[Items from a dataset]
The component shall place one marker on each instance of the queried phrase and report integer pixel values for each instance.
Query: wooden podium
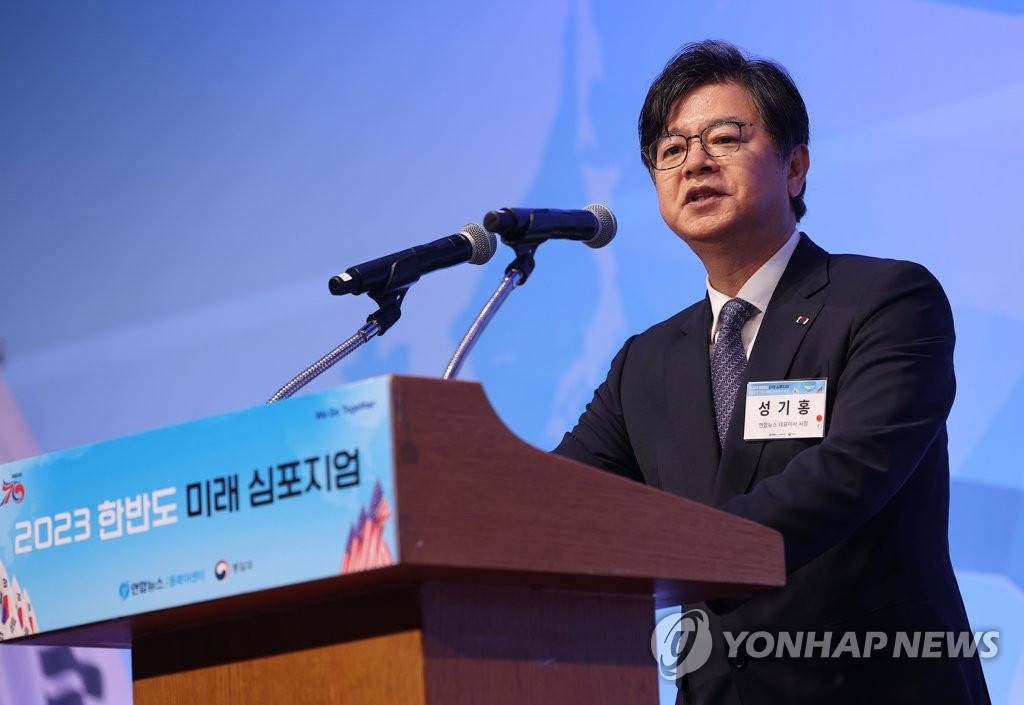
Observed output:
(523, 578)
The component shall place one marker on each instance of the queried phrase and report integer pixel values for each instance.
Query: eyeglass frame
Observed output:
(740, 124)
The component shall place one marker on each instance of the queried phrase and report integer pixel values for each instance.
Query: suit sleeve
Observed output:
(891, 402)
(600, 438)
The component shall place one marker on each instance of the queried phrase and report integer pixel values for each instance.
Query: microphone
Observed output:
(472, 244)
(595, 225)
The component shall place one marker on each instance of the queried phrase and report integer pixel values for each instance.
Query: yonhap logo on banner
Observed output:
(681, 644)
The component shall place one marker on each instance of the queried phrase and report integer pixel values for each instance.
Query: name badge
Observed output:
(784, 409)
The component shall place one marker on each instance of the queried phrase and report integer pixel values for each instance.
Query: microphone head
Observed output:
(606, 225)
(482, 243)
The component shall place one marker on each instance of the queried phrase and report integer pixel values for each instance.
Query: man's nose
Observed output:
(696, 159)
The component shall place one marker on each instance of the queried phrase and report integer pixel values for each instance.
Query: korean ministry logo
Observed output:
(681, 644)
(222, 570)
(11, 492)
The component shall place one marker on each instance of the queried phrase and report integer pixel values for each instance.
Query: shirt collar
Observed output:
(760, 287)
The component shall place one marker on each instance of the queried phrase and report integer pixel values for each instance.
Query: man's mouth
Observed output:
(699, 195)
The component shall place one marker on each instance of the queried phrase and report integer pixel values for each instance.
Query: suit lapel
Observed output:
(776, 344)
(693, 453)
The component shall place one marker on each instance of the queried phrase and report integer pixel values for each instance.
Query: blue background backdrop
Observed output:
(178, 180)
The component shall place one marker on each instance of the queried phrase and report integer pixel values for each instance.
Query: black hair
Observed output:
(713, 61)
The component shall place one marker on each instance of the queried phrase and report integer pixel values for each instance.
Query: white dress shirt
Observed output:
(757, 290)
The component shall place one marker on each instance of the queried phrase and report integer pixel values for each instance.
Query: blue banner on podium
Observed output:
(280, 494)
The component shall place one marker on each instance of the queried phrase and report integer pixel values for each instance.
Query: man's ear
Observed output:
(800, 162)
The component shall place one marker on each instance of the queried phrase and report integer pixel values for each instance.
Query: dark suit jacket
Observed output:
(863, 512)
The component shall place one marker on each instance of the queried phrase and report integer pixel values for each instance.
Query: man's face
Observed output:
(740, 199)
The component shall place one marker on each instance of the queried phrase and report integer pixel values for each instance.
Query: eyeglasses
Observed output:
(717, 139)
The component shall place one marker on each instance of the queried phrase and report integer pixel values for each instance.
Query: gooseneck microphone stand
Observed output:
(515, 275)
(389, 301)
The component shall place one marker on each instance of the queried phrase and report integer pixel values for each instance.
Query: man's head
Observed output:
(780, 109)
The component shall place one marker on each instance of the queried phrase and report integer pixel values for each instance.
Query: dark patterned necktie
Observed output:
(728, 361)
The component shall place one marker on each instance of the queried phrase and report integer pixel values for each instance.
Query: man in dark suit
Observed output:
(862, 502)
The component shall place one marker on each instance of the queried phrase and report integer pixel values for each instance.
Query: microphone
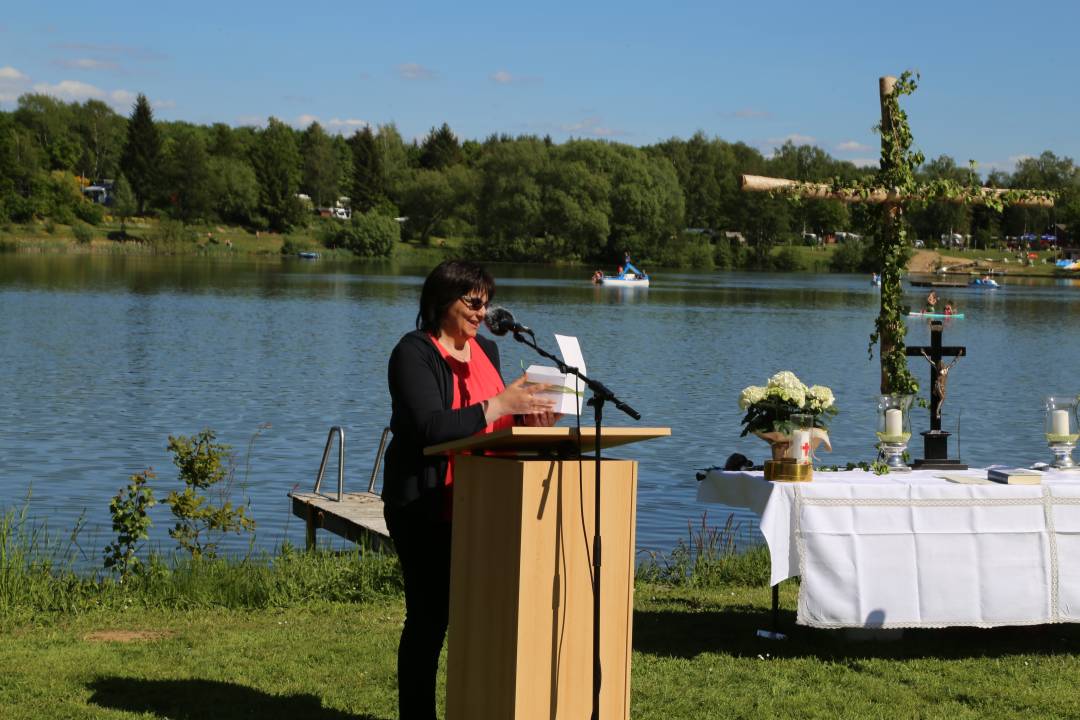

_GIVEN EXERCISE_.
Pick out every line of the material above that contains the word "podium", and copy each one in full.

_SOLUTION_.
Query: wooden podium
Query: blue banner on podium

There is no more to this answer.